> **Data items**:
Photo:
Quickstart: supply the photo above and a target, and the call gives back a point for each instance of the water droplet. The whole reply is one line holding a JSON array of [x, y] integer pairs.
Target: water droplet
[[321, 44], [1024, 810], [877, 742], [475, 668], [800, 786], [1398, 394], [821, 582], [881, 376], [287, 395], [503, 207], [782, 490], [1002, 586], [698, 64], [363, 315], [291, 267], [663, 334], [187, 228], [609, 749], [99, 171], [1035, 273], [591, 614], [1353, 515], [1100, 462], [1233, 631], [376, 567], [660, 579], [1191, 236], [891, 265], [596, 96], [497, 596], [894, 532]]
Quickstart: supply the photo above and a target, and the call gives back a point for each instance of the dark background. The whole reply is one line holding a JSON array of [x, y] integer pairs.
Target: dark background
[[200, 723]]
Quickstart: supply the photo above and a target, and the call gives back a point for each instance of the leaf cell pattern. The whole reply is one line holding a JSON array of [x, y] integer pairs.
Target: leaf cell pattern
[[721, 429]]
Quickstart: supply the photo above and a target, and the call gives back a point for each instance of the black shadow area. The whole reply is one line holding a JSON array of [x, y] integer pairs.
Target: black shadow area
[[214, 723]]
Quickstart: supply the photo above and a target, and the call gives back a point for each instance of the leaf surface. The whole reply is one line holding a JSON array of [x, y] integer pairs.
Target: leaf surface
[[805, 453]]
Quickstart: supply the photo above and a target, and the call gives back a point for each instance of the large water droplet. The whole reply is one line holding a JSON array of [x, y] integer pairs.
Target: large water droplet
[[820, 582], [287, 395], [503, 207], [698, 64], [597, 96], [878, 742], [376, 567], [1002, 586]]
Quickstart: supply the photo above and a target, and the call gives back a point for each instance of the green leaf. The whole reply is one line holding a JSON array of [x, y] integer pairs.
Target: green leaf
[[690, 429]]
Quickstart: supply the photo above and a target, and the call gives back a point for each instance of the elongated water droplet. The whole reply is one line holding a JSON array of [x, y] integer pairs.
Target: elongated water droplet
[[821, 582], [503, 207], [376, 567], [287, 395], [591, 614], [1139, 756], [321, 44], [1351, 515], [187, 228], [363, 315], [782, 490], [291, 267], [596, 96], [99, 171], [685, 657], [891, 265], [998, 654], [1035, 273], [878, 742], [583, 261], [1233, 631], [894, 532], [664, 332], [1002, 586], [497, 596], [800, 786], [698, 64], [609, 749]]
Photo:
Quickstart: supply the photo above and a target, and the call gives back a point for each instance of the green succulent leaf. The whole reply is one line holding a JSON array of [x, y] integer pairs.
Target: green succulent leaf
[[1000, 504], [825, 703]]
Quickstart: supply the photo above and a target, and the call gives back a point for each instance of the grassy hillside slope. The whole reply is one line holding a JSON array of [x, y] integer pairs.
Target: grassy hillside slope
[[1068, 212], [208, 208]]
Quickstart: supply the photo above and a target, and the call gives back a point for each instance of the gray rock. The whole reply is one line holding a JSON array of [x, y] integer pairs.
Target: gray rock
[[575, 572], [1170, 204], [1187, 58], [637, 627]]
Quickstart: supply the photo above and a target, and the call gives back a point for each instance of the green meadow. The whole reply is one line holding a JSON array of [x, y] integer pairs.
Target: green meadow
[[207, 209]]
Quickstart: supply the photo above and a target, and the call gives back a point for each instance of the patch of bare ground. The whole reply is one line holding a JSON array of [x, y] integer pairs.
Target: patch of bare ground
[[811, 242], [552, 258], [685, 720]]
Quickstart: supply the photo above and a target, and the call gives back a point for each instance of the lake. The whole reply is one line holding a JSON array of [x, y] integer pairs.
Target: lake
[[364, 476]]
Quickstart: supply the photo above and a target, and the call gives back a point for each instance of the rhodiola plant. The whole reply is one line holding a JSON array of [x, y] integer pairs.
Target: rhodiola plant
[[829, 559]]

> **Description of the task**:
Update the items above by replacing each "Quickstart" with "Getting started" and keeping everything else unchanged.

> **In response**:
Photo:
Getting started: supply the photo above and a target, and the call gives back a point for each instance of the water droplet. The whole reply is one line holding a JSON array of [x, y] integer pairs.
Target: water droplet
[[321, 44], [1024, 810], [877, 742], [475, 668], [800, 786], [1398, 394], [821, 582], [881, 376], [287, 395], [503, 207], [782, 490], [1002, 586], [698, 64], [363, 315], [291, 267], [663, 334], [187, 228], [609, 749], [99, 171], [1035, 273], [591, 614], [1353, 515], [1100, 462], [1233, 631], [376, 567], [660, 579], [1191, 236], [891, 265], [596, 96], [497, 596], [894, 532]]
Getting started: supply the photo above and a target, and the call gives back a point for each instance of the dark background. The whole reply is one line holding a JSON array of [x, y] integer pairs.
Target: dark background
[[200, 723]]
Getting started: supply the photo above and a target, and the call gives back a point for each instance of the leaf cell pattern. The whole reply is one line holding a JSON array of [x, y] integer pairs.
Target: leaf cell pattern
[[721, 429]]
Getting started: supply the photo above and a target, and the call gives back a point for each instance of the black shadow area. The whole reply is one line holding a JSON array of [x, y] integer pairs.
Target: black shadow area
[[214, 723]]
Getting started: supply the photo above and a target, and the call gives back a point for each instance of the leaf surface. The whole reply is one line holding a JSON array of [x, y] integer pairs.
Target: leaf surface
[[805, 453]]
Getting started: supply the photo above and a target, and the call gives back a point for each instance of the large water droplet. The whole reply is one line holding a JSON array of [x, y] integer pairs.
Target: large water droplet
[[820, 582], [287, 395], [503, 207], [698, 64], [597, 96], [878, 742], [376, 567], [1002, 586]]
Getting started: supply the photo above and a target, and the call gives back a point for each instance of the green leaf. The whole reply is one line holding a JSON array of [x, y] integer pairs.
Target: green leaf
[[690, 429]]
Getting started: supply the photo above and a target, and the call gives back a point for each instance of the elongated water droplet. The whole reply is one line holding a JSON array of [x, y] integer pairs.
Target: elongated water droplet
[[821, 582], [503, 207], [376, 567], [287, 395], [591, 614], [1139, 756], [321, 44], [1351, 515], [187, 228], [363, 315], [782, 490], [291, 267], [596, 96], [99, 171], [685, 657], [891, 265], [998, 654], [1035, 273], [878, 742], [583, 261], [1233, 631], [894, 532], [664, 332], [1002, 586], [497, 596], [800, 786], [698, 64], [609, 749]]
Photo:
Getting started: supply the photo above and a target, and the call gives back a point for each instance of the green succulent leaf. The whole reply is one line holding a JSON array of [x, y] integer pairs.
Target: green succulent leaf
[[1000, 504], [825, 703]]
Getting started: supply the photo above and a target, and the call gives back a point for each instance of the grassy hillside slope. The whole reply is one line holding a JSON array of [x, y] integer pairs.
Target: grassy hillside slope
[[1068, 212], [208, 208]]
Getting started: supply the photo above and a target, and the call gives back a point for each instance of the gray rock. The whole reply is one line holding a JSON array of [x, y] integer pairs.
Target: gray rock
[[575, 572], [1170, 204], [1187, 58], [637, 627]]
Getting started: supply the photo above and a target, and the call gives back a point for each instance of the green meadow. The whole reply is one line holding a JSON array of [x, y] integer pairs.
Target: green meadow
[[207, 209]]
Getting started: supply the photo above and a target, and the call gives back a point for each instance of the patch of bare ground. The whole reply is one line holding a JSON array of [x, y] integer pairs.
Target: patch of bare ground
[[811, 242], [552, 258], [685, 720]]
Getting started: supply the photo above and a target, and the call gives back a point for each instance of the lake. The whole reply is one line holding a JSON array of [x, y] integer pairs.
Target: lake
[[364, 476]]
Getting started: supply the photo above and a target, and the call gives back a point for each instance of the rhodiola plant. The whole reply is one line holding a JSON array of [x, y] integer pairs.
Target: rhodiola plant
[[829, 559]]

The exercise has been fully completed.